(Spatial annotation entries)

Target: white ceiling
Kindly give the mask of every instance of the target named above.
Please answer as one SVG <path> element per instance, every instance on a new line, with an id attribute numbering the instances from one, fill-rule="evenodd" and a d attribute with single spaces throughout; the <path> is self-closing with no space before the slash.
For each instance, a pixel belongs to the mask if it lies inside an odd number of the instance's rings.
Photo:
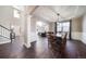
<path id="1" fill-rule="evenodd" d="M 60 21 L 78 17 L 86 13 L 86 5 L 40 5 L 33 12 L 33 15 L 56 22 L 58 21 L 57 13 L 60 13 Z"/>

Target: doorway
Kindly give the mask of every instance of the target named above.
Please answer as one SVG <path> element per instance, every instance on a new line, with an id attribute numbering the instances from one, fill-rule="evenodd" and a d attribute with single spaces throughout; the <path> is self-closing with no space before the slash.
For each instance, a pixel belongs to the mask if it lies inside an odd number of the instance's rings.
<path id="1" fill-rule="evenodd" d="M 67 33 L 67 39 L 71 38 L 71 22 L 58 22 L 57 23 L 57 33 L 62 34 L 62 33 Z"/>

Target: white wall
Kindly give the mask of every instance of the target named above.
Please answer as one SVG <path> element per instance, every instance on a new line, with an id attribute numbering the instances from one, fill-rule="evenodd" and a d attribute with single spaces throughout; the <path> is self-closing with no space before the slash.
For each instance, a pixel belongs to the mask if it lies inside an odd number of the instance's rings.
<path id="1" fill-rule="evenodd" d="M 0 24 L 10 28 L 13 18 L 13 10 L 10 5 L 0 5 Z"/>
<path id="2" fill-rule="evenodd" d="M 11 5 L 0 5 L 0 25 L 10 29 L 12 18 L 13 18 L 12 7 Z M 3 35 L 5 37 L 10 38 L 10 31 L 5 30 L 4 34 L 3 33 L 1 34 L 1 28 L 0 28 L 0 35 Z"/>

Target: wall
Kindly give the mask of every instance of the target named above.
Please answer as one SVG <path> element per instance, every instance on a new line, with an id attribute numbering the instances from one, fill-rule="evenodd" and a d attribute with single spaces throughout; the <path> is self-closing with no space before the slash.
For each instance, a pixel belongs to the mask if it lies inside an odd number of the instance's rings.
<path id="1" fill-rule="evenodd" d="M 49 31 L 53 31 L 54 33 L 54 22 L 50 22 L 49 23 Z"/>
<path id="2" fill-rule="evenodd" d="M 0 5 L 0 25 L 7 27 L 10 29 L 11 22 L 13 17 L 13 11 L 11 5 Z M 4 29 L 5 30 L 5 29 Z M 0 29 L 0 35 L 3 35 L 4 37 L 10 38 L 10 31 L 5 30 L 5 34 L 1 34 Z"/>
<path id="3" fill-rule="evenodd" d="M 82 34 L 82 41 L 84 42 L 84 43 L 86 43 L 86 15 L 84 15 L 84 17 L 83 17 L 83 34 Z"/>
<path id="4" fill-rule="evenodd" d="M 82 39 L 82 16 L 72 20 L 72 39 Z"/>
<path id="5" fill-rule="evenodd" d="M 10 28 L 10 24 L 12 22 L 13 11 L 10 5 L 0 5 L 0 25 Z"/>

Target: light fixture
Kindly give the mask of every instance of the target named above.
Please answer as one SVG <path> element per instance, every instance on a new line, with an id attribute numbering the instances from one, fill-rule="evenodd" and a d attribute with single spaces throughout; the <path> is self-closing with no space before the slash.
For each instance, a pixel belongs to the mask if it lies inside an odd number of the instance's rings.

---

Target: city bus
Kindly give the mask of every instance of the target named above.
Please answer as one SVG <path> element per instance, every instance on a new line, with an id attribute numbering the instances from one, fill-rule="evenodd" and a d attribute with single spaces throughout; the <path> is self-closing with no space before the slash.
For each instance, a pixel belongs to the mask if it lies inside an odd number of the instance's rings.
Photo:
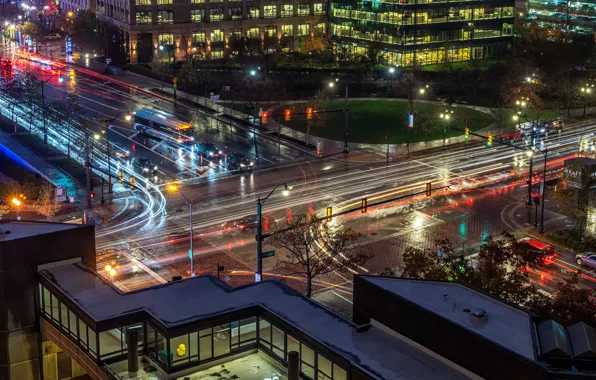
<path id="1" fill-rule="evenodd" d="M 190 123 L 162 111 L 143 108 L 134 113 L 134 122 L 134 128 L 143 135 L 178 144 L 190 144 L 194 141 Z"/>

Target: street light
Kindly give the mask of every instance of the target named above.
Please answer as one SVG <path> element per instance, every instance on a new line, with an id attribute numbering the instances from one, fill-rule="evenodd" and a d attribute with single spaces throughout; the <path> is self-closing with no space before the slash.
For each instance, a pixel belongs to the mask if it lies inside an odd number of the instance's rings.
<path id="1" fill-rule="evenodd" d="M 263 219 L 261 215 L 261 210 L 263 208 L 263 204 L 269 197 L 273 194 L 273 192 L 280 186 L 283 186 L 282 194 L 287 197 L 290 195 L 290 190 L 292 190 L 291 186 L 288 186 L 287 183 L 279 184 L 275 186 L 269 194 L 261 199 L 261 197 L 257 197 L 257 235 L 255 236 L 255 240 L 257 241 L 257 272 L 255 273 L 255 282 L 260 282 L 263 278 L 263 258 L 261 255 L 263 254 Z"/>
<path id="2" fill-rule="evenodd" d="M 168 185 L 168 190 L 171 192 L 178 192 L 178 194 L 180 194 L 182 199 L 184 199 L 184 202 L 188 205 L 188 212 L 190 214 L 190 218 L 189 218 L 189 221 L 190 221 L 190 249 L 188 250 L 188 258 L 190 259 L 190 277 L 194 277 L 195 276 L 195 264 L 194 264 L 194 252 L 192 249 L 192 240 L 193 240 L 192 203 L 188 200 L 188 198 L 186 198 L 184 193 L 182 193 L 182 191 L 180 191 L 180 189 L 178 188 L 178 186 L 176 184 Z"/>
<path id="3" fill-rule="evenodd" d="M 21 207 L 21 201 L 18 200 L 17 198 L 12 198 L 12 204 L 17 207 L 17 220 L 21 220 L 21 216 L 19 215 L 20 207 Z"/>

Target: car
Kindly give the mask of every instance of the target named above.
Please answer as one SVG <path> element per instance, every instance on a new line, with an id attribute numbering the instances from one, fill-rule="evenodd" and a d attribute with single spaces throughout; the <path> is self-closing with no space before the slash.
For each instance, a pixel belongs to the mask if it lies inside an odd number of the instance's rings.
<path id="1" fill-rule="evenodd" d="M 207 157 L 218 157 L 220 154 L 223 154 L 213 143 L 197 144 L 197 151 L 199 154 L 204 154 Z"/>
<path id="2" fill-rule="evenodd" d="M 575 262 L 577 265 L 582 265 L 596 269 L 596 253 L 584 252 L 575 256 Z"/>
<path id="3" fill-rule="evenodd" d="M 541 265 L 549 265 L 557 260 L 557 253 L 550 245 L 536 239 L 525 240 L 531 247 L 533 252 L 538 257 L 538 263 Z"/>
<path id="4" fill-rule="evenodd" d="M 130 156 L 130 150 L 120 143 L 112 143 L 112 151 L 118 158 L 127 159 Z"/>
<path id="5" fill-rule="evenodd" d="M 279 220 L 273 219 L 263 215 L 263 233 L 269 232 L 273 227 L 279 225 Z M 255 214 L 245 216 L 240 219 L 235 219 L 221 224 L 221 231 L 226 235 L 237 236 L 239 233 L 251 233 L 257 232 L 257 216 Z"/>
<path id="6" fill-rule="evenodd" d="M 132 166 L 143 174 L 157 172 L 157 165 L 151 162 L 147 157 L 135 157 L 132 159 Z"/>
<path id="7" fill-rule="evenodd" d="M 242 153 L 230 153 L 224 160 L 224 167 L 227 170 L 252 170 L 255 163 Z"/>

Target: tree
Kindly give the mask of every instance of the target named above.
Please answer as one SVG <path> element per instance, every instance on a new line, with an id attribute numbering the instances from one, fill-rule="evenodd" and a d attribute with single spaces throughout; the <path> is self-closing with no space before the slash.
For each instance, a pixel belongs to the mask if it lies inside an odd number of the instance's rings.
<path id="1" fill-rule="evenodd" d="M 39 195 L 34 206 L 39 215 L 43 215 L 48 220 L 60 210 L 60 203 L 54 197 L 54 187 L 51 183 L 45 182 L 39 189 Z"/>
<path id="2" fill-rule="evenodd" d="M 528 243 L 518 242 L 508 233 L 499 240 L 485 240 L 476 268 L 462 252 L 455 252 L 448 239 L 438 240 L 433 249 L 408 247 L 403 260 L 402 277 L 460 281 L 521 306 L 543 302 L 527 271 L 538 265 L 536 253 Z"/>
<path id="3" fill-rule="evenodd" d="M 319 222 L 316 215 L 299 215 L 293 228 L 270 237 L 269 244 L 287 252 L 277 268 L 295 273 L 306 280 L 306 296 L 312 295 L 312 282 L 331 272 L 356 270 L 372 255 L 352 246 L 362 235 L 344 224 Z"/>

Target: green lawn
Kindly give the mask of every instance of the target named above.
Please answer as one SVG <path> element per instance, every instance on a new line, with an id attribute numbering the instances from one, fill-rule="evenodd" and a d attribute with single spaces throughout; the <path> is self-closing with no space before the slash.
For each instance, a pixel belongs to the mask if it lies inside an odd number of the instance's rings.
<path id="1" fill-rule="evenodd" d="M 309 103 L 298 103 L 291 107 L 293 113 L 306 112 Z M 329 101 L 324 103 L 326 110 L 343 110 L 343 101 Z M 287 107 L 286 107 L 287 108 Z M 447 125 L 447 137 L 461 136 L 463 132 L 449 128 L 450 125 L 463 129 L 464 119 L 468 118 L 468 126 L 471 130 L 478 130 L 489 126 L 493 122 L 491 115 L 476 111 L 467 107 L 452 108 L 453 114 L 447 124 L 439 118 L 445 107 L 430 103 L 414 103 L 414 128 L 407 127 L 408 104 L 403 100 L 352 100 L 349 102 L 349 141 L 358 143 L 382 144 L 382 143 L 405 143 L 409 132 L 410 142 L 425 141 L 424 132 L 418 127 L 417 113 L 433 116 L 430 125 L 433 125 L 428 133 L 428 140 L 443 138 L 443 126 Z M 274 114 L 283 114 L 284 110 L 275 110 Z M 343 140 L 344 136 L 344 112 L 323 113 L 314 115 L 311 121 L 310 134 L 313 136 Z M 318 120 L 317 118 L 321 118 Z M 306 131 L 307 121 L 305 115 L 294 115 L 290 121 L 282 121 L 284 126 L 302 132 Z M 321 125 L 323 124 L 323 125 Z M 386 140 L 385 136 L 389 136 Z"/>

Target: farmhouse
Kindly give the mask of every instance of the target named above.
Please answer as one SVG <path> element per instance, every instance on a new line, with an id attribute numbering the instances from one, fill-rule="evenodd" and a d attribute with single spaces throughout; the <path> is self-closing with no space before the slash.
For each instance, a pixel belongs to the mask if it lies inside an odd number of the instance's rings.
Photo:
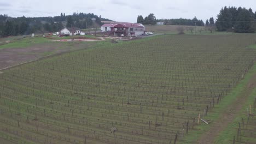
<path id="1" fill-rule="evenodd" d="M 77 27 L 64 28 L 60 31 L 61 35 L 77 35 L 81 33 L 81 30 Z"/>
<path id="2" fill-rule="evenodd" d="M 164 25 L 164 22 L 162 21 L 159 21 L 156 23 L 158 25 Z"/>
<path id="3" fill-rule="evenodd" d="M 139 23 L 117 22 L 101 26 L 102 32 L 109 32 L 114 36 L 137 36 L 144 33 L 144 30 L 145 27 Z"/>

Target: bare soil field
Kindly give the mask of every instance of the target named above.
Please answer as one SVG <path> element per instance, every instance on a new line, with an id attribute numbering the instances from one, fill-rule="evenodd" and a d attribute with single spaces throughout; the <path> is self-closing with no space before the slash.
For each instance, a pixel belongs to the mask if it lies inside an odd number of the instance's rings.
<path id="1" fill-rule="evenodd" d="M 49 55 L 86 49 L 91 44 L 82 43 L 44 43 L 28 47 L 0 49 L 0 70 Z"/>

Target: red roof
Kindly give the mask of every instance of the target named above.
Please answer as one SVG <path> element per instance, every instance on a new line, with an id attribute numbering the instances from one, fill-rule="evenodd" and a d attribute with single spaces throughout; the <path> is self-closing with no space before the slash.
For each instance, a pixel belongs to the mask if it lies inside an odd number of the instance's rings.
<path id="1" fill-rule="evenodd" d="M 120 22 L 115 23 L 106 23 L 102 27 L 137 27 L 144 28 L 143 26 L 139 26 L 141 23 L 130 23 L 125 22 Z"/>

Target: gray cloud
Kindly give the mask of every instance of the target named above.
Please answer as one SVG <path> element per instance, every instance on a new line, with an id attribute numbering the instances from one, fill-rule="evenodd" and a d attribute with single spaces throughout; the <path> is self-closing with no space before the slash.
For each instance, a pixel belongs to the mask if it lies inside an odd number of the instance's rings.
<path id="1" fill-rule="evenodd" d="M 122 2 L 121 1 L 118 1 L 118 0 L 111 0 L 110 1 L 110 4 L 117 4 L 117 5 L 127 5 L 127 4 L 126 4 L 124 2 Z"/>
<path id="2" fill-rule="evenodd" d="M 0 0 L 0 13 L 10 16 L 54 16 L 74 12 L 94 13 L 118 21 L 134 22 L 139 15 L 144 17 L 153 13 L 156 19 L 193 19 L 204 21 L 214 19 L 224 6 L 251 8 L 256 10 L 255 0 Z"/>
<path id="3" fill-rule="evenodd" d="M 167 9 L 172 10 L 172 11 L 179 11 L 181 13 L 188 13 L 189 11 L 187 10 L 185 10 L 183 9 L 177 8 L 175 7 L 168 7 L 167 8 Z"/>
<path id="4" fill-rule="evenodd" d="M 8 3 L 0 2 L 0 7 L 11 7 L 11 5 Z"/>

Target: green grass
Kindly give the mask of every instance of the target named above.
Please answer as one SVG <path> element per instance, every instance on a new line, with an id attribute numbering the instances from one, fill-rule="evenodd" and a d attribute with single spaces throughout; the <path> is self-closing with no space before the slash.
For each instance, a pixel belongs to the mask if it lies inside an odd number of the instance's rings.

• [Exercise aim] Convert the part of the entries that opens with the line containing "Target: white wall" and closes with the line containing "L 0 25 L 10" into a two-column CSV with the columns "request" and "answer". Make one row per request, put each field in quotes, and turn line breaks into spaces.

• [Complete output]
request,answer
"Target: white wall Kindly give the mask of every instance of the target named above. Please answer as one SVG <path> element per instance, every instance on a new line, with an id attribute numbering the instances from one, fill-rule=""evenodd"" and a d attribute with single spaces throughout; the <path> is self-closing with no space before the slash. For each instance, a pixel belongs to the mask if it lies inside an odd number of the instance's rings.","<path id=""1"" fill-rule=""evenodd"" d=""M 0 24 L 10 28 L 13 18 L 13 10 L 10 5 L 0 5 Z""/> <path id=""2"" fill-rule=""evenodd"" d=""M 11 5 L 0 5 L 0 25 L 10 29 L 12 18 L 13 18 L 12 7 Z M 3 35 L 5 37 L 10 38 L 10 31 L 5 30 L 4 34 L 3 33 L 1 34 L 1 28 L 0 28 L 0 35 Z""/>"